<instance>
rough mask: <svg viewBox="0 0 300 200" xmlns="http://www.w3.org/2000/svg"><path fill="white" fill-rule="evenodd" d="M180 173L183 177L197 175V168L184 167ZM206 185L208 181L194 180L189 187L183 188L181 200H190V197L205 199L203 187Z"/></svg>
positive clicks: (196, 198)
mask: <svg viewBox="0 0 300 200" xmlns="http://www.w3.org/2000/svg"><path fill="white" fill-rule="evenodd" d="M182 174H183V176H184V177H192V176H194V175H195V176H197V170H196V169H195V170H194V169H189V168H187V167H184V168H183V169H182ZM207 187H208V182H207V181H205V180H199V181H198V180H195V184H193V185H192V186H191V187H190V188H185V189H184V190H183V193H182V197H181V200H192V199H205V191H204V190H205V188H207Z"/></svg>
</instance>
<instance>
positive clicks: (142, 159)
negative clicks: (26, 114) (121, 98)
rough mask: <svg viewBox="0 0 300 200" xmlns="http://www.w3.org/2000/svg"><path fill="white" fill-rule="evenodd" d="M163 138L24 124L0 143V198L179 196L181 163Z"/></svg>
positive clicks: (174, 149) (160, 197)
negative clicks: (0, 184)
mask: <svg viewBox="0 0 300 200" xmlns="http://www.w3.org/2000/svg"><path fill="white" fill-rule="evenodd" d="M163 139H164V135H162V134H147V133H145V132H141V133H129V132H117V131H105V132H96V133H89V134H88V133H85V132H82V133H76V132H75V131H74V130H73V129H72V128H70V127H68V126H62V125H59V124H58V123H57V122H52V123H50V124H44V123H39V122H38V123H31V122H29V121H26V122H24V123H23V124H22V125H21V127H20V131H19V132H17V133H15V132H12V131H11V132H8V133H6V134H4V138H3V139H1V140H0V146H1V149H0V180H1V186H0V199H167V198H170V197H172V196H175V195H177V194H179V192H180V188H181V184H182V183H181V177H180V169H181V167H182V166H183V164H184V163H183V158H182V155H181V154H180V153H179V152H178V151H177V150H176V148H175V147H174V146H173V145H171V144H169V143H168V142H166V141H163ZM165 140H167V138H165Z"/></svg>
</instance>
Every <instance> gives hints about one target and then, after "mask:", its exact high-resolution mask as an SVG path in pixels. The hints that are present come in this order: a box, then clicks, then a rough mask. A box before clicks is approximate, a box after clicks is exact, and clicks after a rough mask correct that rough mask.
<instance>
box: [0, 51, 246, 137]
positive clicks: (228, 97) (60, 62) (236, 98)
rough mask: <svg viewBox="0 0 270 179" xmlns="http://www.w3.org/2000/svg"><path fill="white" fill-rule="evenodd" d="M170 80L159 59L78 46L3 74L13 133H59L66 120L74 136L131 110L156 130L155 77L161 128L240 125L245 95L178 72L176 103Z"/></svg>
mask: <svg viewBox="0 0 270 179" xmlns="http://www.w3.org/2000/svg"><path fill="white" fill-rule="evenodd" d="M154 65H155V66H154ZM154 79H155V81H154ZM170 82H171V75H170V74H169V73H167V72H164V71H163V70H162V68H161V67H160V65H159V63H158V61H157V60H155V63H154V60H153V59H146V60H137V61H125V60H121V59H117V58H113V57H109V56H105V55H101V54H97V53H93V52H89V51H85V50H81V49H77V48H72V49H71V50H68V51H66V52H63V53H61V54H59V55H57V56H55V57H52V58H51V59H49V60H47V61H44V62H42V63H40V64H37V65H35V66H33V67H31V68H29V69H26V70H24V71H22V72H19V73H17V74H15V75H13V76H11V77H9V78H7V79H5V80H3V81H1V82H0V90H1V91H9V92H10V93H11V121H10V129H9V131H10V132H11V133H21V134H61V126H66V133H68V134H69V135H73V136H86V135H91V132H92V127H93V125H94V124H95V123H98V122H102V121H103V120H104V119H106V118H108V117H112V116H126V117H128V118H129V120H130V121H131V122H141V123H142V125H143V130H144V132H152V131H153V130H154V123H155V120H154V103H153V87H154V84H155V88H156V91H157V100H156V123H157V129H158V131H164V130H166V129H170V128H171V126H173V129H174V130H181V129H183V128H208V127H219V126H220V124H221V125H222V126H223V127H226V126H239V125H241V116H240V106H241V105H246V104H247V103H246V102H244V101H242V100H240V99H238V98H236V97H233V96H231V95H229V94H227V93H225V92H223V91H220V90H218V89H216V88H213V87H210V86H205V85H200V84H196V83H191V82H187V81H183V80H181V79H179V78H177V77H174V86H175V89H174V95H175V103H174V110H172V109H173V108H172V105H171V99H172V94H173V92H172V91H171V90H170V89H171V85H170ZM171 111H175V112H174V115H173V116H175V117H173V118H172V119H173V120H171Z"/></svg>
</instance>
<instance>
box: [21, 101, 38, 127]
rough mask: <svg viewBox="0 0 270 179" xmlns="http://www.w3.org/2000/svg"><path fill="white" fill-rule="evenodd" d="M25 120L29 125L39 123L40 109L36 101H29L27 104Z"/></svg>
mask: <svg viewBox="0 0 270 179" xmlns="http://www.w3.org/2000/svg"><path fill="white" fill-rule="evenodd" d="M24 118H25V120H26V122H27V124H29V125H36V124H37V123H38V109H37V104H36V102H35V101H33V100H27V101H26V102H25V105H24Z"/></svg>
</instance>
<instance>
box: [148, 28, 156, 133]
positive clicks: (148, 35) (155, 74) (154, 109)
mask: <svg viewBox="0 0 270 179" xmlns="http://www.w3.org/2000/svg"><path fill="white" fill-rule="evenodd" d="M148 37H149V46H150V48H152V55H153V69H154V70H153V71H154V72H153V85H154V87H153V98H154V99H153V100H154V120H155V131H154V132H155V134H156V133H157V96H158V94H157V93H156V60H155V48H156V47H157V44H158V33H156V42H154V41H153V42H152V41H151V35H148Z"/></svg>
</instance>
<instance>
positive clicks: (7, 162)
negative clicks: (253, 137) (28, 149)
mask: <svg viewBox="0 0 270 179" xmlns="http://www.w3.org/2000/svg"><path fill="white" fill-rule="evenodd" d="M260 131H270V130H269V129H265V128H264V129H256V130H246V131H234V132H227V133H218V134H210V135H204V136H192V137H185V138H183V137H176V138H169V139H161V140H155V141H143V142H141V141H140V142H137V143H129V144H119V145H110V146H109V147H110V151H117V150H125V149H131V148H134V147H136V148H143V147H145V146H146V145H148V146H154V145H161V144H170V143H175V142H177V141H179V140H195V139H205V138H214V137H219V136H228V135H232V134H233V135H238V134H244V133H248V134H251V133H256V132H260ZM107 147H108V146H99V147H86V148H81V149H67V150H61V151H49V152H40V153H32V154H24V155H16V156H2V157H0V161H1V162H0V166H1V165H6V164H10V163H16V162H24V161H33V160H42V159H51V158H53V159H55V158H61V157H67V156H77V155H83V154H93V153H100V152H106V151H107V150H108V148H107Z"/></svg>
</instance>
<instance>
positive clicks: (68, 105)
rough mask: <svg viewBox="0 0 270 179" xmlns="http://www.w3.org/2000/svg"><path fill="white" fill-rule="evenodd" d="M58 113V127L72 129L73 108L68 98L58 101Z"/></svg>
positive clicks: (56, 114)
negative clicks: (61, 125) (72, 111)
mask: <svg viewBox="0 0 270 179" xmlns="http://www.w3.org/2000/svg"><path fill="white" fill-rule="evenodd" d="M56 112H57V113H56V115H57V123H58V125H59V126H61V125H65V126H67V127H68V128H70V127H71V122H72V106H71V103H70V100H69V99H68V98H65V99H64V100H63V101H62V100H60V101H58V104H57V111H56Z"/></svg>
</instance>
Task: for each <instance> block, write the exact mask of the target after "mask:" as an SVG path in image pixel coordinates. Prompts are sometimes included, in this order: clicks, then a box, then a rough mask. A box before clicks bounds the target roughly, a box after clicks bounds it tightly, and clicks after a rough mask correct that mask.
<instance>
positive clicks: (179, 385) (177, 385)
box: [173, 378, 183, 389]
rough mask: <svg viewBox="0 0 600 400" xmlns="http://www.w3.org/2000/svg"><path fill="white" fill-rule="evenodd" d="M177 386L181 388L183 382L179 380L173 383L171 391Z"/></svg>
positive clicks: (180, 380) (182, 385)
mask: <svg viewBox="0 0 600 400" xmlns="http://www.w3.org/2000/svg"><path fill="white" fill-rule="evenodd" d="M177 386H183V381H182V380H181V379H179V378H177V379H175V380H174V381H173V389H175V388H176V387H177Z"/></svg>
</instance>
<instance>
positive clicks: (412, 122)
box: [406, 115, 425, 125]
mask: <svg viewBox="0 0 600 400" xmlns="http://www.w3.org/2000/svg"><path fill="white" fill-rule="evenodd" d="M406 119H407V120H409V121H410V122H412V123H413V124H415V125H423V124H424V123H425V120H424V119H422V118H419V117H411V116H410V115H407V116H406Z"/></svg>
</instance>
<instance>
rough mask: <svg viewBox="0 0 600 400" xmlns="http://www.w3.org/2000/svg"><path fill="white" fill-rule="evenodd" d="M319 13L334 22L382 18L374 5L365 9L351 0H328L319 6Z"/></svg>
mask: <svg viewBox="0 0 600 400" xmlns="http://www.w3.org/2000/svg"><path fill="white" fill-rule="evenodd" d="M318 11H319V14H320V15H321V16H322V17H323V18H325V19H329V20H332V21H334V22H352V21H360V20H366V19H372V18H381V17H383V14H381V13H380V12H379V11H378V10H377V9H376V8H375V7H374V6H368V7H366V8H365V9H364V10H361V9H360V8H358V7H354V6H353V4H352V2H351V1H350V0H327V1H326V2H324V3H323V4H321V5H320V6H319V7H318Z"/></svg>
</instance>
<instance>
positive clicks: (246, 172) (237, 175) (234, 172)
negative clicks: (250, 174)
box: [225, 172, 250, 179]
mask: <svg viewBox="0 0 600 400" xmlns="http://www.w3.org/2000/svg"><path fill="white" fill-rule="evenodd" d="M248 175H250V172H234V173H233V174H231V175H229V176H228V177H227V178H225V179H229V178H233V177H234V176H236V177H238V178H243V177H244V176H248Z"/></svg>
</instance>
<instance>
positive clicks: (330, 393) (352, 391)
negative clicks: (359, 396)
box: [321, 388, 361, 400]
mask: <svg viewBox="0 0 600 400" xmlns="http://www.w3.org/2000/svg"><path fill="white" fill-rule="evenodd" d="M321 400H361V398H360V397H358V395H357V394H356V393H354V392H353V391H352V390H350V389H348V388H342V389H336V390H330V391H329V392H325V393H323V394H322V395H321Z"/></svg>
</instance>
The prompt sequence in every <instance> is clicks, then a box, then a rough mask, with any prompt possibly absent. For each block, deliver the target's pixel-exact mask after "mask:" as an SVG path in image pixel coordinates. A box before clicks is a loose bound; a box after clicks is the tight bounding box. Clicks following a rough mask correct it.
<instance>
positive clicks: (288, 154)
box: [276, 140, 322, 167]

- TO DO -
Write out the lines of the entries, word for word, from the first through the one containing "173L183 177L197 175V168L184", and stop at that line.

- THE COMPLETED TASK -
<instance>
rough mask: <svg viewBox="0 0 300 200" xmlns="http://www.w3.org/2000/svg"><path fill="white" fill-rule="evenodd" d="M180 173L183 177L197 175V168L184 167ZM206 185L208 181L194 180L189 187L183 188L181 200H190V197L205 199L203 187Z"/></svg>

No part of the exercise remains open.